**Short problem:** Edit everything from the line containing "target: tan scout shirt" down to the line containing "MULTIPOLYGON (((23 76, 22" by putting "blouse" in place of "shirt", and give back only those lines with nothing else changed.

[Stored items from a collection]
------------------------------------------------------------
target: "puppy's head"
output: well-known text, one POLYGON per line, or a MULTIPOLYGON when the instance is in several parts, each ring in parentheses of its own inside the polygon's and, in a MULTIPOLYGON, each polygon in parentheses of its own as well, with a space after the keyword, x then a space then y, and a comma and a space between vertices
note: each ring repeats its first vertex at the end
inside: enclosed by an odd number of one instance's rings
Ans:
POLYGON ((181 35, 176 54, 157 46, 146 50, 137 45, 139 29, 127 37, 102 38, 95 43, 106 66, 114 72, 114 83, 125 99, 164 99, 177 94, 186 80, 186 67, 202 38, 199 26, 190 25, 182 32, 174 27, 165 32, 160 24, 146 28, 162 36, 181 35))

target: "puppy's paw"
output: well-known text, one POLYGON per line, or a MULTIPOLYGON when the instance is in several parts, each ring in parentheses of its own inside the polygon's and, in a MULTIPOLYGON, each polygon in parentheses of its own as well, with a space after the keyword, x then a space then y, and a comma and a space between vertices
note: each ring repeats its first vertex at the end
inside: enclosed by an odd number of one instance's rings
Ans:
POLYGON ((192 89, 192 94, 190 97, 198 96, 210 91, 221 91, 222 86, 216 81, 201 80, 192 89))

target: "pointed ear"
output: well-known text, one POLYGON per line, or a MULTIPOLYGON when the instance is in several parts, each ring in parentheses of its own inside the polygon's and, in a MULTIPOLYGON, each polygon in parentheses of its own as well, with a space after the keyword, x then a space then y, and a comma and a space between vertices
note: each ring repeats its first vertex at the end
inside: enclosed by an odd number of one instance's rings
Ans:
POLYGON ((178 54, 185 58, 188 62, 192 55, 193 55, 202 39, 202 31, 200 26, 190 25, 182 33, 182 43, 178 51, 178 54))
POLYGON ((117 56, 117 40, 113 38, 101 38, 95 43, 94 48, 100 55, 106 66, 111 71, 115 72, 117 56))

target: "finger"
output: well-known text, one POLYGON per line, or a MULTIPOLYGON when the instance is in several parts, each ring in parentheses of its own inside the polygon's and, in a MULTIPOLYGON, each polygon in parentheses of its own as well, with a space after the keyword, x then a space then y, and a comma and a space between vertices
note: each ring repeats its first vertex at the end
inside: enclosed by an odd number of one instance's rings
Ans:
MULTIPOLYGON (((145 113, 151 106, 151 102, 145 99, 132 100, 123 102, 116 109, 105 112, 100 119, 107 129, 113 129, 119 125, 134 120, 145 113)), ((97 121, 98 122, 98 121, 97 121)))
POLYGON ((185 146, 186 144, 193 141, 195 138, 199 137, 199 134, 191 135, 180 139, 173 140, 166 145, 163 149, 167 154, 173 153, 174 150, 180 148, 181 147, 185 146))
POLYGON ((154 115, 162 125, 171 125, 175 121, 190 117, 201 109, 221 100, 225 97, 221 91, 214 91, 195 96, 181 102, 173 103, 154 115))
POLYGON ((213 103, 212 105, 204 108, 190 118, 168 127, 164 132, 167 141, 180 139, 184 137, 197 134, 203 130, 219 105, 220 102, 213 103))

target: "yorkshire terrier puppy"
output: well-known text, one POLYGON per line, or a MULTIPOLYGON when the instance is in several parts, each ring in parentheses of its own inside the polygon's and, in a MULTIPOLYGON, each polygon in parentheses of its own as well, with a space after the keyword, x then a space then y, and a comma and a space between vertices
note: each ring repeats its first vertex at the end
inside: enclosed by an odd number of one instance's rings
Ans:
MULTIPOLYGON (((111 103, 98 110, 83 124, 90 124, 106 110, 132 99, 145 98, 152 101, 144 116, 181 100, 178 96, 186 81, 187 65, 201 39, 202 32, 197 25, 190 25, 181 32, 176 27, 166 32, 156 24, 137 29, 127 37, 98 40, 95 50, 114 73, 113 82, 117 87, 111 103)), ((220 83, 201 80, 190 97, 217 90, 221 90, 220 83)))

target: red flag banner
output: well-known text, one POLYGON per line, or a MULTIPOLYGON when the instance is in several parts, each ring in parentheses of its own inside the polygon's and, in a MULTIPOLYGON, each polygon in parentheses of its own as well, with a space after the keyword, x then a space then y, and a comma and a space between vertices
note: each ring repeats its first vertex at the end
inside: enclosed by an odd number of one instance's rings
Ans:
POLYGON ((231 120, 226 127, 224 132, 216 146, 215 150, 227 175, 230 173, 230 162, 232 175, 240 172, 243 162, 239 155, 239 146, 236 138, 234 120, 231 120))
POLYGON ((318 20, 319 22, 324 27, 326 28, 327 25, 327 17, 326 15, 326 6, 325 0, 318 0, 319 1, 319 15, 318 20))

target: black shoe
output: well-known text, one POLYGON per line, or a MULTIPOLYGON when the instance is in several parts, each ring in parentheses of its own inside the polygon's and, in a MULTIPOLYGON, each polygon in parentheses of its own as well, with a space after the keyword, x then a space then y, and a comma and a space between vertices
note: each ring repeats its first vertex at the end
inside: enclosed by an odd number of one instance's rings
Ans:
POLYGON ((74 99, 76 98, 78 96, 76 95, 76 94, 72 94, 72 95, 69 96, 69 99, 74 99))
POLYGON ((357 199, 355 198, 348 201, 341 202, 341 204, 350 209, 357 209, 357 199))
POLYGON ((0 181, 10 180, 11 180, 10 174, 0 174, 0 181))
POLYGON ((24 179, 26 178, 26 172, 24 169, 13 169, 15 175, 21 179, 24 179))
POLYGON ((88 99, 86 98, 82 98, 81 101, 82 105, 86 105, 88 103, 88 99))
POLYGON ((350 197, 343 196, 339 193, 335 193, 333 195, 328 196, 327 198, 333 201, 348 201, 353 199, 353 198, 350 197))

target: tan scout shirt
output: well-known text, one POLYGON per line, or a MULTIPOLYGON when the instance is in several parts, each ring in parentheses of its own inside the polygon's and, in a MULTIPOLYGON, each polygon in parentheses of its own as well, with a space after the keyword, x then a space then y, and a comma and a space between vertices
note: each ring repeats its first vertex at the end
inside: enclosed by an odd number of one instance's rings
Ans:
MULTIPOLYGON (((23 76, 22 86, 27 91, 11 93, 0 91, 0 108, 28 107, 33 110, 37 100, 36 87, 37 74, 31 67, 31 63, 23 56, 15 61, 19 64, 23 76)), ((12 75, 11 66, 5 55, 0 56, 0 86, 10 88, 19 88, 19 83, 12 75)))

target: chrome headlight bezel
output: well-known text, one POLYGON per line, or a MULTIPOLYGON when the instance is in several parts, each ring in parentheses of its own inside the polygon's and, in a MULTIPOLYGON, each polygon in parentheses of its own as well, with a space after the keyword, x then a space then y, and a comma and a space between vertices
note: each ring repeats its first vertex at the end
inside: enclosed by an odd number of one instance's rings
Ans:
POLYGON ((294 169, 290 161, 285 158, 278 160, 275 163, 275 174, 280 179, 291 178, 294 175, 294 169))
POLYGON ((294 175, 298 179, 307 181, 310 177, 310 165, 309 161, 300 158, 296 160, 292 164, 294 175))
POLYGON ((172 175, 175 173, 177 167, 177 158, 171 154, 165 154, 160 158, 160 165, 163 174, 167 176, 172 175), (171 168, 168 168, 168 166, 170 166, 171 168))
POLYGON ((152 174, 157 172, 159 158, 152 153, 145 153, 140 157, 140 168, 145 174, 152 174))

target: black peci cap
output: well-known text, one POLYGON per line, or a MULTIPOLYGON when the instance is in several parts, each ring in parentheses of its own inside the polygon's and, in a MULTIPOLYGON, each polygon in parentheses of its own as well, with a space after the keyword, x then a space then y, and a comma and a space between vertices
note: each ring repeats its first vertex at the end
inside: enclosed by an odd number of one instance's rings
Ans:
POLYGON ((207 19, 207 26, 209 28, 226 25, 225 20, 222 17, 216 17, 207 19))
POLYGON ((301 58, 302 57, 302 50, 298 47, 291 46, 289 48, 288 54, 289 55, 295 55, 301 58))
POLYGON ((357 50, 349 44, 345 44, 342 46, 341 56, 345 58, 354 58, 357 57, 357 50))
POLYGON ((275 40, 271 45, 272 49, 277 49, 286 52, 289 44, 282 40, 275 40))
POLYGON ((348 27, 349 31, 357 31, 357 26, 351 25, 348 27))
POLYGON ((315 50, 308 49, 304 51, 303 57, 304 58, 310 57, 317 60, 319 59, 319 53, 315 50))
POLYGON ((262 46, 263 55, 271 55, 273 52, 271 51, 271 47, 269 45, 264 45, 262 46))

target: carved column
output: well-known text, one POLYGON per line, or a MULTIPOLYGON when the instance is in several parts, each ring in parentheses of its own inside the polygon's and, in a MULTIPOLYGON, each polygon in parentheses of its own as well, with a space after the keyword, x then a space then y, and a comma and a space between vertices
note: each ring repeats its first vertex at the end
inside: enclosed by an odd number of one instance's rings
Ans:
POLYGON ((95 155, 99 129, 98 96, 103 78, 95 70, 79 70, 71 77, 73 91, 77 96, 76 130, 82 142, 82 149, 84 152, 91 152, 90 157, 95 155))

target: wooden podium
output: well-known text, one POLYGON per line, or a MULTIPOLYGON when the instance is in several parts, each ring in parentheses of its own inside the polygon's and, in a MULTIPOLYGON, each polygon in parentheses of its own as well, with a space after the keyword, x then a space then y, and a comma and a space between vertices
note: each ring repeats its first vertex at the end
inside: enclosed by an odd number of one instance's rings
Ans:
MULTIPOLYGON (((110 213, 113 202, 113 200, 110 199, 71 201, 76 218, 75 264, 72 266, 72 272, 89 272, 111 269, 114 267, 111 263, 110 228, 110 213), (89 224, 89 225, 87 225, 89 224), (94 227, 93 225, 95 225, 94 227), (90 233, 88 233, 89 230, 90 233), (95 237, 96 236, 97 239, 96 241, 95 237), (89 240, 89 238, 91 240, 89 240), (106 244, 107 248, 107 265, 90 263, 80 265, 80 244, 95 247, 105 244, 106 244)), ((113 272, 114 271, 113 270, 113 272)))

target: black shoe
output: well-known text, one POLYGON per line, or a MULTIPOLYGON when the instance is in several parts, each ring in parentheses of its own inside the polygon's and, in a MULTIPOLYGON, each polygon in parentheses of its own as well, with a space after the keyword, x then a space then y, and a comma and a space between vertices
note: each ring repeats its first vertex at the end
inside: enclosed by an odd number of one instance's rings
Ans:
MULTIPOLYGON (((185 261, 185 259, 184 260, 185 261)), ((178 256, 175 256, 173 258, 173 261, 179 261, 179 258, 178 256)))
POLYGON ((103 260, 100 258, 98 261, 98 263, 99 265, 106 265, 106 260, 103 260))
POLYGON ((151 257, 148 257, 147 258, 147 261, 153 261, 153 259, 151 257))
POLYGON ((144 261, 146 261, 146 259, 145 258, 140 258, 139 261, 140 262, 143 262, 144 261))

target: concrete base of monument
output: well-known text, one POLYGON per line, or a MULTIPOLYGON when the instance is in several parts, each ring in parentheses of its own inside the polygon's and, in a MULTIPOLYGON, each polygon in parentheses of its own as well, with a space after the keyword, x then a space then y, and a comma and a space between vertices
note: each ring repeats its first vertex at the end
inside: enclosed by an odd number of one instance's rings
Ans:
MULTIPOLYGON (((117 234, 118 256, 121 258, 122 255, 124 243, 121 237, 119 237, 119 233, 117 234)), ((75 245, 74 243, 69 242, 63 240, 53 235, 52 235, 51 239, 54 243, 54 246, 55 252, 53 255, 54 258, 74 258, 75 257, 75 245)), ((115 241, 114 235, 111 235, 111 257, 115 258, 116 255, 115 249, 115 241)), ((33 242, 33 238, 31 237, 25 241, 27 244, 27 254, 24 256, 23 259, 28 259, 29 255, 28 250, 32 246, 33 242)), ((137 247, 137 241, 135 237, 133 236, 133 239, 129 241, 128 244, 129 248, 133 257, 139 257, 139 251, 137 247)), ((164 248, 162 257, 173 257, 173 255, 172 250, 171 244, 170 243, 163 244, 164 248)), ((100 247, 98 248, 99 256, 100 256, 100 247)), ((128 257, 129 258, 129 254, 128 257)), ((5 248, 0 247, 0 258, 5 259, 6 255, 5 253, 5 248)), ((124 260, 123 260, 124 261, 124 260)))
------------------------------------------------------------
**Result:**
target: tan scout blouse
output: well-known text, one POLYGON per line, or a MULTIPOLYGON when the instance is in several parts, each ring in parentheses of its own inside the polygon's and, in a MULTIPOLYGON, each polygon in parentheses of its own as well, with a space after the keyword, x then a space then y, and a comma and a space between vertices
note: each ring repeats its first vertex at the end
inside: enclosed by an odd number of one instance's rings
Ans:
MULTIPOLYGON (((23 76, 22 86, 27 91, 11 93, 0 91, 0 108, 28 107, 33 110, 37 100, 36 87, 37 74, 31 67, 31 63, 23 56, 15 61, 19 64, 23 76)), ((12 75, 11 66, 5 55, 0 56, 0 86, 10 88, 19 88, 19 83, 12 75)))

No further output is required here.